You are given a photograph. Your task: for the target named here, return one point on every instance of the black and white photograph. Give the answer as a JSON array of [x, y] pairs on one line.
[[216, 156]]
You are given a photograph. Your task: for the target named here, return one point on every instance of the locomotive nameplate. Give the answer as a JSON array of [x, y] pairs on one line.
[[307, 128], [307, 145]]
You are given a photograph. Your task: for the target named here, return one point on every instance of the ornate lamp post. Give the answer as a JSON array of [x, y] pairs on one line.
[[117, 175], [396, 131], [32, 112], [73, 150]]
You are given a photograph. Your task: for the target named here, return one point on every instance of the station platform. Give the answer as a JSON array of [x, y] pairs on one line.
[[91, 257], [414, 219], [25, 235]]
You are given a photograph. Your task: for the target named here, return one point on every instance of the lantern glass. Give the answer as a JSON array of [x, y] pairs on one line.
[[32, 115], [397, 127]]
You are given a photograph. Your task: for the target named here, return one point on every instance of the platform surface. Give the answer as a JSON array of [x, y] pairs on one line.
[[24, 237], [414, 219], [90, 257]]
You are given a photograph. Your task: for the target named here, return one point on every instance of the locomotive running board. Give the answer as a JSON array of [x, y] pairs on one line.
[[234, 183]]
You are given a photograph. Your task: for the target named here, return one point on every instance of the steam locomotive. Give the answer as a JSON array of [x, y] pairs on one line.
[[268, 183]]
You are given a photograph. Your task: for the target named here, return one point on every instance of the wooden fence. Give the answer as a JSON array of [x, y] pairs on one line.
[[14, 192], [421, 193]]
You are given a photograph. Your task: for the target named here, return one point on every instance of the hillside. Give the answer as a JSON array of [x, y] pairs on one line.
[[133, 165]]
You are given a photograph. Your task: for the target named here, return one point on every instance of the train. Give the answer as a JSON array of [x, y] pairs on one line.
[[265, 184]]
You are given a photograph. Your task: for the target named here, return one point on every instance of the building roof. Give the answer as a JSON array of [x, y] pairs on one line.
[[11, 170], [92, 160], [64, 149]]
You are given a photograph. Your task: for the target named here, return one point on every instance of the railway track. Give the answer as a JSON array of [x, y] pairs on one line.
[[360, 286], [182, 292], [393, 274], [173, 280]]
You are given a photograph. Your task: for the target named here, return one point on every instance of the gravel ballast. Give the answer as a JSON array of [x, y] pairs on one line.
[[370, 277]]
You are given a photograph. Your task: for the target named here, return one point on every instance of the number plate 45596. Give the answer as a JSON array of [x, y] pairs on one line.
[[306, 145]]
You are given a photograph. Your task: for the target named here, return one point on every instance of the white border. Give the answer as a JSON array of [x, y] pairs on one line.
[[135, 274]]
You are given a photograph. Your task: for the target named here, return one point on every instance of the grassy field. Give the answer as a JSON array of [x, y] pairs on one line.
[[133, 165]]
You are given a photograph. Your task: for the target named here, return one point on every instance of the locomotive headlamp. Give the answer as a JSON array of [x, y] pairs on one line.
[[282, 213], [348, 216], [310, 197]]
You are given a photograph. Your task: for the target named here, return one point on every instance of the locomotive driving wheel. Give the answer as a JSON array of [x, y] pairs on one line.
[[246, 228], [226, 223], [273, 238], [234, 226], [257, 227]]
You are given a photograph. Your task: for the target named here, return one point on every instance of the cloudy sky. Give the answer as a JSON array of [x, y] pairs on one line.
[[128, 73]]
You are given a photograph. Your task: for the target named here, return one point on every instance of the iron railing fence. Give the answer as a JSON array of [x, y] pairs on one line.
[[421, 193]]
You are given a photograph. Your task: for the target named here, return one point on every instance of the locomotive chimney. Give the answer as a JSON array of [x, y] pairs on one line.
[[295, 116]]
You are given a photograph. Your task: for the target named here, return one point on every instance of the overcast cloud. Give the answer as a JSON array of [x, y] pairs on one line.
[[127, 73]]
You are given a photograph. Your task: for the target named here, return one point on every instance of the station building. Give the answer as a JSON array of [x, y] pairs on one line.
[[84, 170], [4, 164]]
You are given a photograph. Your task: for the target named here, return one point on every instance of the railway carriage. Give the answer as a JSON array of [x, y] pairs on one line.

### Assigned task
Return the material in full, exactly as shown.

### Result of the task
You are given a photograph. Your task: for the target named here, return one point on every instance of the black and white photograph. Give the answer as a JSON array of [x, y] pairs on one line.
[[216, 156]]
You are given a photograph. Your task: for the target named here, return one point on every instance of the locomotive nameplate. Give the answer as a JSON array of [x, y] pairs on one line.
[[307, 128], [307, 145]]
You are given a photograph. Your task: for the target named here, return one point on every instance of the ornate lamp post. Give the answer as a JSON array of [x, y] pairs on one line.
[[117, 175], [396, 131], [32, 112], [73, 150]]
You are given a photograph. Your task: for the target named here, return one point on every instance of the station platform. Give the answer as a JSON array of [x, y] pairs on one line.
[[91, 257], [414, 219], [25, 235]]
You are given a photograph. Your task: for the target named here, return one point on every instance of the lantern glass. Give the answer as a JSON array of [x, y] pairs on one line.
[[32, 115], [397, 127]]
You are given a photograph. Your task: for the target named here, return one point on every instance of the platform surface. Give the answer as a JSON array of [x, y] pairs on one line.
[[24, 237], [414, 219], [90, 257]]
You are given a photograph. Your task: for the target named here, return one point on every instance of the locomotive running board. Give the answer as a JSON array of [x, y] pairs on one line.
[[234, 183]]
You are given a photograph. Your task: for the target named here, return one point on every instance of the steam locomotive. Give the answer as a JSON array of [x, y] pairs on one line.
[[268, 183]]
You are given a photograph. Your task: for the target named here, return one point on every instance of the wooden fence. Give the answer as a JSON array of [x, y] pairs on one line.
[[14, 192], [421, 193]]
You are given a photograph. Your task: for the target named here, return one point on every instance of the hillside. Give the answer as a JSON array of [x, y] pairs on one line.
[[133, 165]]
You are given a photograph. Your task: for the target named here, return one point on every instance of the train. Give the answer as a JSON array of [x, y] pairs on one line.
[[265, 184]]
You are given a photograph. Your task: for the target named here, return one point on every instance of the building roof. Give the answer as a JSON array of [x, y] pairs on one line.
[[11, 170], [92, 160], [64, 149]]
You are given a photograph. Your task: for the target named here, return one point on every instance of the railway track. Give the answer as a JSON array of [x, y] pairs on one line.
[[360, 286], [182, 292], [393, 274], [173, 280]]
You are given a photograph. Your task: for the target named here, return one point on every instance of the gravel ballast. Give the answer as a JSON array of [x, y] pairs on one line.
[[370, 277]]
You are given a photograph. Your task: for the target named here, return one point on every instance of the number plate 45596. Give the answer as a JSON array of [x, y] pairs on one line.
[[306, 145]]
You are given a photograph. Your task: for the target named here, return one point on every instance of the white border. Give the answer as a JSON array of [x, y] pairs on one line.
[[135, 274]]
You are given a photograph. Your task: for the target named here, return one point on every instance of the grassy field. Give the answer as a JSON array of [x, y] pairs on one line.
[[133, 165]]
You are given a photograph. Your task: for the target named here, return one point on every instance of the locomotive headlamp. Give the answer as a JSON array of [x, y] pairs on one line.
[[282, 213], [348, 216], [310, 197]]
You are given a photograph. Your task: for the target named here, return one point on every instance of the locomotive driving wheel. Give the answer as a JSON array of [x, y] pairs on one line.
[[246, 228], [226, 223], [273, 238], [234, 226], [257, 227]]
You are given a photograph. Your task: for the target named here, return one point on every instance of the cloudy sky. Give the answer as a JSON array of [x, y] pairs on one line.
[[128, 73]]
You are given a photograph. Your task: for the target named here, return one point on every instance of the iron railing fence. Give the answer as a JSON array of [x, y] pairs on one line.
[[421, 193]]
You are given a photograph. Your task: for the target named here, return one point on every instance of the locomotive chimney. Give the answer as a JSON array of [x, y] pairs on one line.
[[295, 116]]
You are given a photograph. Your task: for the target named here, return one point on every instance of the overcast cloud. Give the answer as a JSON array of [x, y] pairs on one line.
[[127, 73]]
You are given a photograph. Your task: for the target named here, return one point on every instance of the station building. Give the answer as a JSON array of [x, y] pairs on one line.
[[84, 170], [4, 164]]
You are given a photograph. Your task: for the target named here, return one point on every instance of the railway carriage. Give the answer as a JSON array of [x, y] pairs on one line.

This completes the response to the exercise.